Task statement: Reproduce each of the following items word for word, with no changes.

Supplied material:
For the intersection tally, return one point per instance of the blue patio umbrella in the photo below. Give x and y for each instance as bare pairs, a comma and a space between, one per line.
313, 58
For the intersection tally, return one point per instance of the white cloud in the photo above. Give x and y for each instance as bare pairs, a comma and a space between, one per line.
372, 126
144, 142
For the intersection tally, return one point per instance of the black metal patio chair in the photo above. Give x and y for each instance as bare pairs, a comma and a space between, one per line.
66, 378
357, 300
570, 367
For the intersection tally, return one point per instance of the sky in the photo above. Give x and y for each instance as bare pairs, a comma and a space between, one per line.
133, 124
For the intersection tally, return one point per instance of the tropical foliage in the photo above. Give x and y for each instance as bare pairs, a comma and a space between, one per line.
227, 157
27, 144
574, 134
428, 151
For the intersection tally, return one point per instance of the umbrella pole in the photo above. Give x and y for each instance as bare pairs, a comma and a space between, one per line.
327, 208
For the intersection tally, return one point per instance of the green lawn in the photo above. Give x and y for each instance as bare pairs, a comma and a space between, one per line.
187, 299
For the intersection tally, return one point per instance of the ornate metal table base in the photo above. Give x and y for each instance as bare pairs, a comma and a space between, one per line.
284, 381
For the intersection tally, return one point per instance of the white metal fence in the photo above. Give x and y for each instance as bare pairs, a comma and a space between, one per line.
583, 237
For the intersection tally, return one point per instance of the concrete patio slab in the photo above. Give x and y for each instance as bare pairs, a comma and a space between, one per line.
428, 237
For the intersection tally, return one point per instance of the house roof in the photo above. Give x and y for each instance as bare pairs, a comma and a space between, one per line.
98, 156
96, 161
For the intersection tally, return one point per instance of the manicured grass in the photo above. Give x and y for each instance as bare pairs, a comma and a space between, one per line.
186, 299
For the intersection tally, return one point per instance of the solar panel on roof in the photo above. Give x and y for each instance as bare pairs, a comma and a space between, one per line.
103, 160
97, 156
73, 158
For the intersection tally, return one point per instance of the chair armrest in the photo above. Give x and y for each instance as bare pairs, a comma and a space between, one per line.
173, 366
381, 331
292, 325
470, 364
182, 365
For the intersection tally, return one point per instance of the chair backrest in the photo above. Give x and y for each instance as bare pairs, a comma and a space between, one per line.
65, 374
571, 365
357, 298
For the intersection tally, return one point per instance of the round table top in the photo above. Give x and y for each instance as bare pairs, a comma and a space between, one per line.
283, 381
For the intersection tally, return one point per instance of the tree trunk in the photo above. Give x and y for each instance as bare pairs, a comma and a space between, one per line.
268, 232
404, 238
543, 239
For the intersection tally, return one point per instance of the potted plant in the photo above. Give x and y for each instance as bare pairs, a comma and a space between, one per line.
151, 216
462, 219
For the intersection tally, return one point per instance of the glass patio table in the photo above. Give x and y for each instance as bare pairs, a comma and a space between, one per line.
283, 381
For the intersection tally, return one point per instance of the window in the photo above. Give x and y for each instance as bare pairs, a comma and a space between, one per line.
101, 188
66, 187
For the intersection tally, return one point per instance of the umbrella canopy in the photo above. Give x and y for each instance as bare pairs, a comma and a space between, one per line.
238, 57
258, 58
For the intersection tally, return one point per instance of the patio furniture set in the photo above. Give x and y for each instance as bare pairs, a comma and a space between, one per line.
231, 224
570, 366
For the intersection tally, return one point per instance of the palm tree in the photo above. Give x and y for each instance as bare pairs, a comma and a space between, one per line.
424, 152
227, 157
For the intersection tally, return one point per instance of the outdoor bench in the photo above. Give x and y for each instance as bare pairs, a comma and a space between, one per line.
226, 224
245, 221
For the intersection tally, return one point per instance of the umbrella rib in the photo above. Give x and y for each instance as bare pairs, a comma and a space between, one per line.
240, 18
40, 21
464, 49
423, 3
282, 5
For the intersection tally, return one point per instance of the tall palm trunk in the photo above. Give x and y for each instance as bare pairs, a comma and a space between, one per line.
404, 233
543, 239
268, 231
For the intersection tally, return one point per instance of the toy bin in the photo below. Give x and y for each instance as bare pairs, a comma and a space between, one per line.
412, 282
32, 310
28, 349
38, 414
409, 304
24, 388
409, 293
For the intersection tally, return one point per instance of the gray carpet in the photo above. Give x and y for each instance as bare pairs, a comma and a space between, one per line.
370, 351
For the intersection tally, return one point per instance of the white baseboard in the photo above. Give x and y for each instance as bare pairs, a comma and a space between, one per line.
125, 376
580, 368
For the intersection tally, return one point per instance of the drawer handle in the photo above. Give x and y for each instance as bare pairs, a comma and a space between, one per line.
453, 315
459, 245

Final result:
For the intersection tally, return one point per instance of the blue patio umbrella in the photo below. Give x and y for each instance as bare pairs, a comma and a space between, one per line.
313, 58
For the intersection tally, return one point per instance of the white cloud in the photo above. Give x and y for each instance as bare pairs, a comma and a space between, one per line.
372, 126
144, 142
For the intersection tally, return one point per instance of the black metal patio chair in the photo above. Give x and y for each instance as bare pairs, a comma and a space between, one per line.
66, 378
357, 300
570, 367
For the intersection tally, return one point per instance of the sky in the photo above. Give x and y for each instance as bare pairs, a comma and a space between, one per line.
133, 124
For the intersection tally, return one point per instance of the tropical foliage in the photo above. Give x and y for each instance as bare pairs, a comma and a space between, one per line.
227, 157
27, 144
574, 134
428, 151
For the intersection tally, return one point per instance of the umbrella pole in the photo above. Give x and y for each instance as bare pairs, a comma and a space between, one per line.
327, 208
For the intersection tally, return one point per instance of the green lawn in the photo above. Give x and y for each instance as bare pairs, a comma and a space between, one per line.
187, 299
For the intersection tally, return one point per instance of the ornate metal table base in the photo above. Give x and y for each instance as bare pairs, a comma and a space between, one per line.
284, 381
For the intersection tally, return one point per instance of the white metal fence in the photo above. Give x and y for each instance as bare pairs, a comma and a space between, one per line.
583, 237
For the intersection tally, return one point per instance of the concrete patio slab in the photo above. Give x and y for each instance as bare pairs, a comma and a space between, one per line.
428, 237
For the intersection tally, return one point per instance of the house roof in the photo above. Give x and y for each instance as bare pairs, a comma and a space between, one per line.
98, 156
96, 161
For the intersection tally, return one point per instance of the manicured grass in the photo above. Give x and y for each instance as bare pairs, a comma and a space between, one per line.
186, 299
For the intersection tally, return one point per instance of the solar panel on roof in the photo above. Give x and y for each instance as bare pairs, a comma and a space between, one per line.
103, 160
97, 156
73, 158
For the intersection tally, return one point per instance of the chair armrest in the photo above. Give x and y for each instance as bare pairs, a comma and a space between, one per line.
173, 366
381, 331
292, 325
470, 364
182, 365
For the intersection tally, return one point per instance of the chair backrest in the photo above. Give x and y for each instance as bare pairs, a comma and a space between, one per line.
65, 374
571, 365
357, 298
For the intersection tally, return one point per instance of the round table top in the photo above. Give x and y for each instance as bare pairs, a comma and a space between, one per line.
283, 381
For the intersection tally, return one point per instance of the tree trunk in the photo above. Give x and y for each instance as bare pairs, a comma and a space between, one per line.
268, 232
404, 238
543, 239
For the intersection tally, return one point per instance of the potted plant in the photo above. Give x and y for each instance as bare pairs, a comma and a space between, one per line.
151, 216
462, 219
For the intersection tally, return one point per instance of the glass patio table in the photo above. Give x and y for each instance as bare pairs, a comma and a space between, one per line.
283, 381
For the intersection tally, return one point per instance of the window in the photo above. Give x and y for each instance as bare pairs, a comma and a space between, one per line.
101, 188
66, 187
For the intersection tally, return one point per instance of the umbrella canopy in the photo above. Give x and y for each instance as bare pairs, a comma and a space between, one per line.
238, 57
258, 58
For the intersection tally, return one point per instance of the patio furniture set in the photo above. Give x and y for each instance as bare pairs, a comma and a space between, one per line.
231, 224
570, 366
For the intersection tally, return one point per instance of the palm tree in the photo above. Give x and y for each instance as bare pairs, a comma and a space between, one per line.
424, 152
227, 157
For the intersection tally, return one point per instance of the outdoor bench in the photo above. Give x and y for each instance as bare pairs, a comma and a space between, one per line.
226, 224
245, 221
For the intersection tally, return one point per instance of the umbrella rib in the photo above. Give x and y for each instance as bare pairs, a comma and a space between, one per line.
240, 18
40, 21
464, 49
423, 3
282, 5
For the intersection tally, return one point per instance of the tall palm trunk in the photo above. Give x and y for each instance as bare pairs, a comma and a space between, one per line.
404, 233
543, 239
268, 231
For the intersection tally, return one point per instance of the toy bin in the photo below. Give x and y for each instance as bare pairs, a comma and a space between, one per line.
412, 282
32, 310
28, 349
38, 414
409, 304
24, 388
409, 293
For the intersection tally, return one point per instance of the gray carpet in the photo above. Give x and y for each instance as bare pairs, a comma and a space between, one per line.
370, 351
For the intersection tally, return one point per instance of the white baseboard in the photo above. Give x and y for each instance as bare pairs, a comma and a space between, one per line.
125, 376
580, 368
For the intersection tally, return one point per instance of the drawer handle in the photo above. Give x and y for each instance as bare pairs, a comma and a space between, one per line.
453, 315
459, 245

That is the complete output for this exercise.